# What you will do
Whenever a line in the records below holds the string "upholstered", include it in the count, and state the number alone.

# Data provided
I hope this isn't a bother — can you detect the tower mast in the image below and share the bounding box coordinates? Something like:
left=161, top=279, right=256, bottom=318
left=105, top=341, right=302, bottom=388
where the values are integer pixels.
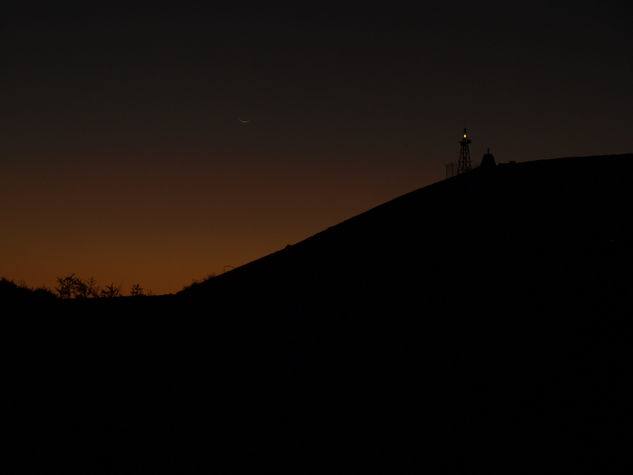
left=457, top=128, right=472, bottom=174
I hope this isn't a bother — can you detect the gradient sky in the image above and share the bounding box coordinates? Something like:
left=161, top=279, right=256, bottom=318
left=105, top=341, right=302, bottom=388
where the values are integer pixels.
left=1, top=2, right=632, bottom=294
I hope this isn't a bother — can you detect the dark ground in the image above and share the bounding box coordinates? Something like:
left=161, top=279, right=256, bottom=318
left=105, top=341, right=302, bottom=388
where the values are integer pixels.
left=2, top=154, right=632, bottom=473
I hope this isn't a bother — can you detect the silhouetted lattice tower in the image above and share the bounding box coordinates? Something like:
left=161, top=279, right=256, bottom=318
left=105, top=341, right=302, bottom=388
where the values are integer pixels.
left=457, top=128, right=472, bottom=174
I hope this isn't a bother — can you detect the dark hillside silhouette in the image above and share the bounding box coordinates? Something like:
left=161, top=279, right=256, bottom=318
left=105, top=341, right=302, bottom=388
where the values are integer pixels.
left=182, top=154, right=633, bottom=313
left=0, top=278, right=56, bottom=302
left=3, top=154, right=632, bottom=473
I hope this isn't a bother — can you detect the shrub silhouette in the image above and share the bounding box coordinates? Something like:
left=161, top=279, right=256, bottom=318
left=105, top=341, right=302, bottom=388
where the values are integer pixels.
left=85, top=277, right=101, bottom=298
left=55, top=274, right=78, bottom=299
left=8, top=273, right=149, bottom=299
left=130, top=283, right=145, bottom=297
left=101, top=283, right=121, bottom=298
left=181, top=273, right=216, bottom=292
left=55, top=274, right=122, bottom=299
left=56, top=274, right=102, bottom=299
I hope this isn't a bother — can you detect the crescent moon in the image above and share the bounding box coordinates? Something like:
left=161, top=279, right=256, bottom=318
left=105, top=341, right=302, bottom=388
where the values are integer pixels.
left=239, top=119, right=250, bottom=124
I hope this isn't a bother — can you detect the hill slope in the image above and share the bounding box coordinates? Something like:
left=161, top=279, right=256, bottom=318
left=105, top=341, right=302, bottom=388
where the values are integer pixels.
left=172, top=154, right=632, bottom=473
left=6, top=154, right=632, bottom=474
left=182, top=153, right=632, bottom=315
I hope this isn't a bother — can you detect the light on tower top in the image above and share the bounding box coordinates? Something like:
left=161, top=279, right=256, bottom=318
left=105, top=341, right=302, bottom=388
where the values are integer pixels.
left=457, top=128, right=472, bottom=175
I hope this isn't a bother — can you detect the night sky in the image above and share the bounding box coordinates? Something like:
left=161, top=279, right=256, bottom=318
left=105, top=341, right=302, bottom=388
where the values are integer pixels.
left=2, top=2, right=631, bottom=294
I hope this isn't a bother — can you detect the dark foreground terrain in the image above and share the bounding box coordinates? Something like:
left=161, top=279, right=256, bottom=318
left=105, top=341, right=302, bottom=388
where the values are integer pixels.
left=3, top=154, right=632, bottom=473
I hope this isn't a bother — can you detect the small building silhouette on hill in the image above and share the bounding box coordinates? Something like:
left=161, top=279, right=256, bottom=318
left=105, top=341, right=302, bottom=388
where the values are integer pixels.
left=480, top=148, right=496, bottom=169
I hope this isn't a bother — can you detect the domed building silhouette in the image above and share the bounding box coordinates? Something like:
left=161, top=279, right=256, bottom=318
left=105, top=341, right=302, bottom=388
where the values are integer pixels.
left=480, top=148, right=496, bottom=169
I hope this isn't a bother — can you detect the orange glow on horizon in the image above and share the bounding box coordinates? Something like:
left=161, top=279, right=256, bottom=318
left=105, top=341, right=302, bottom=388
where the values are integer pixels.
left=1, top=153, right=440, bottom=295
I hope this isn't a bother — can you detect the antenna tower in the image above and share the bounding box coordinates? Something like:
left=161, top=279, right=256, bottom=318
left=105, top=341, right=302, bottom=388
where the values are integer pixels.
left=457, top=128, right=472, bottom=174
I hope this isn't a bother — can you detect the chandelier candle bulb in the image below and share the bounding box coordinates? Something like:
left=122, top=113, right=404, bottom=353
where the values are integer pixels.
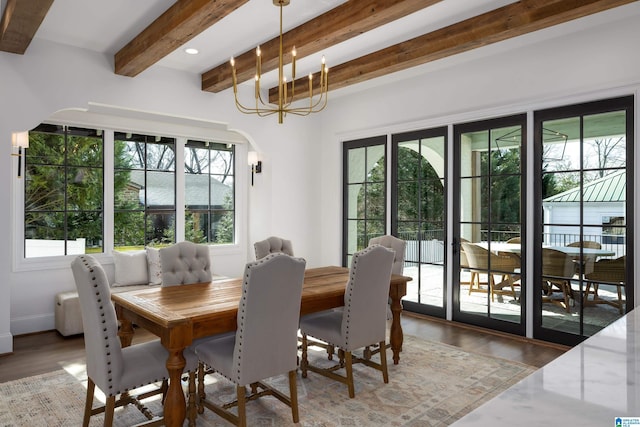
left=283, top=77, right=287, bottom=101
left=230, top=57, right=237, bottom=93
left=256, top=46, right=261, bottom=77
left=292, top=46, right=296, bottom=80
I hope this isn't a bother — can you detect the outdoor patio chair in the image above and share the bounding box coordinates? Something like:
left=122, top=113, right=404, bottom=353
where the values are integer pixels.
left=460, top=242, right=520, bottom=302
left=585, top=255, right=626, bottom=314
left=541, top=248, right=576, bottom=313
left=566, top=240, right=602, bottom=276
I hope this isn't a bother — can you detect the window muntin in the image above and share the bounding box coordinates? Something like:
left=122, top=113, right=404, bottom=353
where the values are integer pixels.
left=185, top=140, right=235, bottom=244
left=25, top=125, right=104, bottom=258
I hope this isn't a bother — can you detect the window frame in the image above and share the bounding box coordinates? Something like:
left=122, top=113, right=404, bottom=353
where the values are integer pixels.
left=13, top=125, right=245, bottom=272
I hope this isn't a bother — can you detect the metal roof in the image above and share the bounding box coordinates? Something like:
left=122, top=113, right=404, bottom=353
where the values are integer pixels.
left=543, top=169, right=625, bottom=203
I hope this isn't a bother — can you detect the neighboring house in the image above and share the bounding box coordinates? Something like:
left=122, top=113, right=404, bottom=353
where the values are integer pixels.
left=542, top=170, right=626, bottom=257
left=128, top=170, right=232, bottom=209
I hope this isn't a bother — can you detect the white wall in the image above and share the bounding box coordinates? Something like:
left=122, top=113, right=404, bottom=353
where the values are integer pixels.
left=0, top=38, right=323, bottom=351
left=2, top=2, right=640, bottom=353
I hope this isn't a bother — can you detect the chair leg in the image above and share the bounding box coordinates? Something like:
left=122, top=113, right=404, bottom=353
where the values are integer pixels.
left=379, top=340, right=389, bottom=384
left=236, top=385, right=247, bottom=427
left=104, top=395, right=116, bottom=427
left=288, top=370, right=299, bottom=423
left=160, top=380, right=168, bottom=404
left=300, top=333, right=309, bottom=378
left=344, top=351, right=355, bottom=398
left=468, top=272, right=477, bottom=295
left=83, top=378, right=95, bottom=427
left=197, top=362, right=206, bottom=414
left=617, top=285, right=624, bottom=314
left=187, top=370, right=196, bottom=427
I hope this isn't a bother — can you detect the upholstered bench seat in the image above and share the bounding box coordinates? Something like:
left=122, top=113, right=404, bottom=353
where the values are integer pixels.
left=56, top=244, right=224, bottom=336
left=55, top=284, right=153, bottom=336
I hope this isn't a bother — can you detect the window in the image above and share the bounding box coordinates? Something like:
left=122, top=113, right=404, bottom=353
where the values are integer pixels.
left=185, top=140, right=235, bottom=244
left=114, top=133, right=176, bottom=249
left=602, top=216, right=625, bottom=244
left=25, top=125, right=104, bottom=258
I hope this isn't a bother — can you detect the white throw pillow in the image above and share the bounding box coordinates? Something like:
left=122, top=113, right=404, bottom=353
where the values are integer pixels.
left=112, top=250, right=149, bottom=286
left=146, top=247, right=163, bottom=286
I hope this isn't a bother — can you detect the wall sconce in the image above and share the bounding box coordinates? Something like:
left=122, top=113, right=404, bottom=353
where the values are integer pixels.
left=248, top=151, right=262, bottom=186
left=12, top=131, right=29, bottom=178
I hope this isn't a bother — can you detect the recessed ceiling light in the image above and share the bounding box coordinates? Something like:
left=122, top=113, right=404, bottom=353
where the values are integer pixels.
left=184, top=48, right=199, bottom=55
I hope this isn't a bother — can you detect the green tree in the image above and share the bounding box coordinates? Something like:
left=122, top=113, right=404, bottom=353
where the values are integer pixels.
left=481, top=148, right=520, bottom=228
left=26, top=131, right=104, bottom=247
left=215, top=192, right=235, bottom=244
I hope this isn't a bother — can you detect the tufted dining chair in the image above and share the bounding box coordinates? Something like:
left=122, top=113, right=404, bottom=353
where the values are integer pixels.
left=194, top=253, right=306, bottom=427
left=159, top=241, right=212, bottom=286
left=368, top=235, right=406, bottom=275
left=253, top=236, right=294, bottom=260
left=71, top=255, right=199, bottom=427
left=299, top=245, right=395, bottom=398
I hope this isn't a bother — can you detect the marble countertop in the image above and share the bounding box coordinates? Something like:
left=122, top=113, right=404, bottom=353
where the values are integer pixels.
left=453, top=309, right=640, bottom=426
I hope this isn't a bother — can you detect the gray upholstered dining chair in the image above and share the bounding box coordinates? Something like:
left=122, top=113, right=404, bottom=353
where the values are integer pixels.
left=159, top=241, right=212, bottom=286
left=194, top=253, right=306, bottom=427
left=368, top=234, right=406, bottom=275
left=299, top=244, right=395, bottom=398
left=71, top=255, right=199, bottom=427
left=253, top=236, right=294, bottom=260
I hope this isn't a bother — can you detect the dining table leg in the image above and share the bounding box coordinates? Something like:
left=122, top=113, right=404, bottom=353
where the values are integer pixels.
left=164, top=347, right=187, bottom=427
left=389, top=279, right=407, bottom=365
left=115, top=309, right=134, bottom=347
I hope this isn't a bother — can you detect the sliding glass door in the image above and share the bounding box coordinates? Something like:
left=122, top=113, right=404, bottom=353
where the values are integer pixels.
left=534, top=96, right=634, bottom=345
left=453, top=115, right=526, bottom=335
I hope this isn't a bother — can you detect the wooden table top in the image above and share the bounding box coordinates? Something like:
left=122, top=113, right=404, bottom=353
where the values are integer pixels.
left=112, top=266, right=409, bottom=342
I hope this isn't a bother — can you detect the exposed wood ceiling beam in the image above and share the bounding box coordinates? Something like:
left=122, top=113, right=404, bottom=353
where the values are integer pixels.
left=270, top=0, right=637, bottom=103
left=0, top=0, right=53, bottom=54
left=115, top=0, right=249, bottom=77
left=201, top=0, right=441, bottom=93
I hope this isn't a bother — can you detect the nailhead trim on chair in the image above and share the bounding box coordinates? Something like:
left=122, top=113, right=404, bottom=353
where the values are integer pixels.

# Reply to the exercise
2